* START Exercise materials *

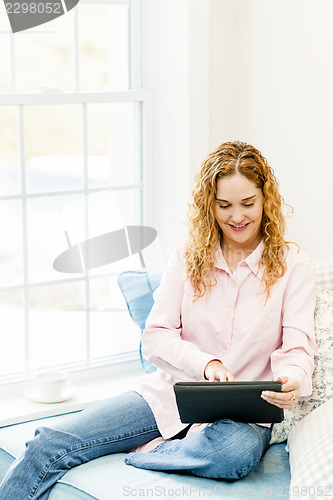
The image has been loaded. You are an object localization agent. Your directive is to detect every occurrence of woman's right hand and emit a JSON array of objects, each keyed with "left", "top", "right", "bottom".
[{"left": 204, "top": 359, "right": 236, "bottom": 382}]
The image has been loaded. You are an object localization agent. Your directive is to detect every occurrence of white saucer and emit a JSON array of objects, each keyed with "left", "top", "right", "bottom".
[{"left": 23, "top": 385, "right": 76, "bottom": 403}]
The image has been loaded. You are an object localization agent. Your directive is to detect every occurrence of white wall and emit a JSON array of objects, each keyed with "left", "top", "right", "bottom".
[
  {"left": 209, "top": 0, "right": 333, "bottom": 259},
  {"left": 144, "top": 0, "right": 210, "bottom": 259}
]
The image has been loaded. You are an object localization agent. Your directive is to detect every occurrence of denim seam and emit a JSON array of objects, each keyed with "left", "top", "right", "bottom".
[{"left": 29, "top": 427, "right": 157, "bottom": 500}]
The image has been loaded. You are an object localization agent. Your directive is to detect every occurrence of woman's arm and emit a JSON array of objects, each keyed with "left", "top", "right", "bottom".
[
  {"left": 271, "top": 255, "right": 316, "bottom": 396},
  {"left": 142, "top": 249, "right": 220, "bottom": 380}
]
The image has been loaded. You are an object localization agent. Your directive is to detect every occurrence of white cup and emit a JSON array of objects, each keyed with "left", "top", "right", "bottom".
[{"left": 34, "top": 370, "right": 69, "bottom": 399}]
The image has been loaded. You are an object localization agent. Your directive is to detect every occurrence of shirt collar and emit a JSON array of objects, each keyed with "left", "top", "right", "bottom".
[{"left": 215, "top": 240, "right": 265, "bottom": 278}]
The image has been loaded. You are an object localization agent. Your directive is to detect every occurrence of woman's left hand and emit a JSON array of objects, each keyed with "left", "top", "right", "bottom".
[{"left": 261, "top": 377, "right": 301, "bottom": 410}]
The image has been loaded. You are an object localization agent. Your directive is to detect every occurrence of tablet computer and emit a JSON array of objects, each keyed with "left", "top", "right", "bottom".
[{"left": 174, "top": 381, "right": 284, "bottom": 423}]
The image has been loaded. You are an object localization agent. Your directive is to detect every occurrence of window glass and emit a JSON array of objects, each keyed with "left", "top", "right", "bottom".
[
  {"left": 78, "top": 3, "right": 129, "bottom": 90},
  {"left": 0, "top": 290, "right": 25, "bottom": 375},
  {"left": 0, "top": 200, "right": 23, "bottom": 287},
  {"left": 29, "top": 281, "right": 86, "bottom": 370},
  {"left": 0, "top": 105, "right": 21, "bottom": 196},
  {"left": 24, "top": 104, "right": 84, "bottom": 193},
  {"left": 14, "top": 10, "right": 75, "bottom": 92},
  {"left": 87, "top": 102, "right": 141, "bottom": 187},
  {"left": 0, "top": 35, "right": 10, "bottom": 92},
  {"left": 27, "top": 195, "right": 85, "bottom": 282}
]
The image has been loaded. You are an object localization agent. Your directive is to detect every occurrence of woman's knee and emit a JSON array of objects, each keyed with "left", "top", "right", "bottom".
[{"left": 193, "top": 421, "right": 264, "bottom": 479}]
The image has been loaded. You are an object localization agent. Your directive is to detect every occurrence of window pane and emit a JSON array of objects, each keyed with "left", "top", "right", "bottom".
[
  {"left": 0, "top": 34, "right": 10, "bottom": 92},
  {"left": 0, "top": 105, "right": 21, "bottom": 196},
  {"left": 24, "top": 105, "right": 83, "bottom": 192},
  {"left": 90, "top": 277, "right": 140, "bottom": 358},
  {"left": 15, "top": 11, "right": 74, "bottom": 92},
  {"left": 85, "top": 189, "right": 141, "bottom": 276},
  {"left": 90, "top": 311, "right": 140, "bottom": 359},
  {"left": 0, "top": 290, "right": 24, "bottom": 375},
  {"left": 78, "top": 3, "right": 129, "bottom": 90},
  {"left": 27, "top": 196, "right": 85, "bottom": 282},
  {"left": 29, "top": 282, "right": 86, "bottom": 370},
  {"left": 0, "top": 200, "right": 23, "bottom": 286},
  {"left": 87, "top": 102, "right": 141, "bottom": 187}
]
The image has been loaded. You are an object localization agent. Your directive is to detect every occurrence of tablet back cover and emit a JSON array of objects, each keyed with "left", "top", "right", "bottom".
[{"left": 174, "top": 381, "right": 284, "bottom": 423}]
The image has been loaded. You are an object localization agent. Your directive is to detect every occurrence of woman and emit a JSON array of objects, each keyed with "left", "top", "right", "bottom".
[{"left": 0, "top": 142, "right": 315, "bottom": 500}]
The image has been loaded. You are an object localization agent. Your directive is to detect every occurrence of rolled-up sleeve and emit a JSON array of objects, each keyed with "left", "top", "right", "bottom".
[
  {"left": 142, "top": 248, "right": 216, "bottom": 380},
  {"left": 271, "top": 258, "right": 316, "bottom": 396}
]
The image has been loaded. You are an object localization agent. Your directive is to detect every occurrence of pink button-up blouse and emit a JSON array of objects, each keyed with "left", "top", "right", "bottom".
[{"left": 134, "top": 242, "right": 316, "bottom": 439}]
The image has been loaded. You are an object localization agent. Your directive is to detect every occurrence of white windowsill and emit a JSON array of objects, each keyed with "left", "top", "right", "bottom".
[{"left": 0, "top": 361, "right": 145, "bottom": 427}]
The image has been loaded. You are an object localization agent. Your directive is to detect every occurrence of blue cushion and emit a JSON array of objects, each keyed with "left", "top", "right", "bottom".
[
  {"left": 118, "top": 271, "right": 162, "bottom": 373},
  {"left": 0, "top": 416, "right": 290, "bottom": 500}
]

* END Exercise materials *

● Task description
Reproduce the listing above line for line, omitting the pictures.

● Task output
The image has been loaded. You are an object localization agent. Your directive is to detect every occurrence of woman's right hand and emit a JSON array of objects, each keyed with "left", "top", "right", "bottom".
[{"left": 204, "top": 359, "right": 236, "bottom": 382}]
The image has been loaded. You are an object localization agent. Your directive is to detect every occurrence of white saucer and emit a JSON array of objects, each keyed with "left", "top", "right", "bottom".
[{"left": 23, "top": 385, "right": 76, "bottom": 403}]
The image has been loaded. You are an object localization agent. Your directive is to detect every occurrence of white wall and emit a JSON array of objects, each keyed with "left", "top", "right", "bottom".
[
  {"left": 209, "top": 0, "right": 333, "bottom": 259},
  {"left": 144, "top": 0, "right": 210, "bottom": 259}
]
The image has been loaded. You are an object localization agent. Your directive is to detect every occurrence of denim seam and emit a JSON array of objects, each keyed with "left", "top", "right", "bottom".
[{"left": 29, "top": 427, "right": 157, "bottom": 500}]
The image has been loaded. You are an object localization agent. Your directive is to detect every occurrence of woman's arm and emit a JSON array of objects, each keyed with "left", "top", "right", "bottom".
[
  {"left": 271, "top": 255, "right": 316, "bottom": 396},
  {"left": 142, "top": 249, "right": 220, "bottom": 380}
]
The image has been loaded. You are an object localization agent. Your directive is to detect every occurrence of white cup and emit a JSON array of objects, each keyed with "left", "top", "right", "bottom".
[{"left": 34, "top": 370, "right": 69, "bottom": 399}]
The image has been loaded. You are an object localization agent. Your directive is to detect every occurrence of shirt collar and emit a JSON array of objects, each keyed with "left", "top", "right", "bottom".
[{"left": 215, "top": 240, "right": 265, "bottom": 278}]
The image has been loaded. You are an object localization agent. Your directive is to detect every occurrence of woman's left hand and emit a JSON array of objects, each keyed with "left", "top", "right", "bottom".
[{"left": 261, "top": 377, "right": 301, "bottom": 410}]
The image has been loaded. You are an object localization agent. Your directive is to detect every occurrence of tablet computer and emit a JSON array of objects, each keyed with "left", "top", "right", "bottom".
[{"left": 174, "top": 381, "right": 284, "bottom": 423}]
The image has been loaded. You are an object localization agent. Your directive is to detect every occurrence of window glass and emit a JSON array of objects, each keyed with "left", "top", "right", "bottom".
[
  {"left": 78, "top": 3, "right": 129, "bottom": 90},
  {"left": 0, "top": 290, "right": 25, "bottom": 375},
  {"left": 0, "top": 200, "right": 23, "bottom": 287},
  {"left": 29, "top": 281, "right": 86, "bottom": 370},
  {"left": 0, "top": 105, "right": 21, "bottom": 196},
  {"left": 24, "top": 104, "right": 84, "bottom": 193},
  {"left": 14, "top": 10, "right": 75, "bottom": 92},
  {"left": 87, "top": 102, "right": 141, "bottom": 187},
  {"left": 0, "top": 35, "right": 10, "bottom": 92},
  {"left": 27, "top": 195, "right": 85, "bottom": 282}
]
The image has been loaded. You are an object localization agent. Your directive is to detect every occurrence of woman's knee and emit a JSON array of objects, each keyed with "left", "top", "right", "bottom".
[{"left": 193, "top": 421, "right": 264, "bottom": 479}]
The image has been loaded. You are an object localization agent. Your directive is to detect every occurrence of window pane and emit a JSON array of objects, each keyed with "left", "top", "right", "bottom".
[
  {"left": 0, "top": 34, "right": 10, "bottom": 92},
  {"left": 0, "top": 105, "right": 21, "bottom": 196},
  {"left": 24, "top": 105, "right": 83, "bottom": 192},
  {"left": 90, "top": 277, "right": 140, "bottom": 358},
  {"left": 15, "top": 11, "right": 74, "bottom": 92},
  {"left": 85, "top": 189, "right": 141, "bottom": 276},
  {"left": 90, "top": 311, "right": 140, "bottom": 359},
  {"left": 0, "top": 290, "right": 24, "bottom": 375},
  {"left": 78, "top": 3, "right": 129, "bottom": 90},
  {"left": 27, "top": 196, "right": 85, "bottom": 282},
  {"left": 29, "top": 282, "right": 86, "bottom": 370},
  {"left": 0, "top": 200, "right": 23, "bottom": 286},
  {"left": 87, "top": 102, "right": 141, "bottom": 187}
]
The image has been loaded. You are an object localization agent. Your directive is to detect every occurrence of tablet back cover and emit a JSON array of objects, each keyed with "left", "top", "right", "bottom".
[{"left": 174, "top": 381, "right": 284, "bottom": 423}]
The image has been loaded. You are an object localization agent. Your directive is to detect every occurrence of woman and emit a JSON array of objects, each keyed with "left", "top", "right", "bottom".
[{"left": 0, "top": 142, "right": 315, "bottom": 500}]
The image has been loaded. You are an object localization agent. Your directive is to detect every occurrence of rolled-up sleeve and emit a JSON array of objects, each keyed with "left", "top", "right", "bottom".
[
  {"left": 142, "top": 248, "right": 216, "bottom": 380},
  {"left": 271, "top": 258, "right": 316, "bottom": 396}
]
The image has been loaded. You are an object localization agent. Your directive is to detect every occurrence of pink button-up blouse and emit a JSON array of objects, each keyed with "left", "top", "right", "bottom".
[{"left": 134, "top": 242, "right": 316, "bottom": 439}]
The image has been loaded. You are an object localization agent. Your directive is to detect every occurrence of white windowsill and emit a JSON array of objects, each keyed with "left", "top", "right", "bottom".
[{"left": 0, "top": 361, "right": 145, "bottom": 427}]
The image has been loaded. You are an object localization agent. Your directive is to detect every occurrence of blue cushion and emit a JSON array of objects, each keyed with "left", "top", "right", "bottom".
[
  {"left": 118, "top": 271, "right": 162, "bottom": 373},
  {"left": 0, "top": 416, "right": 290, "bottom": 500}
]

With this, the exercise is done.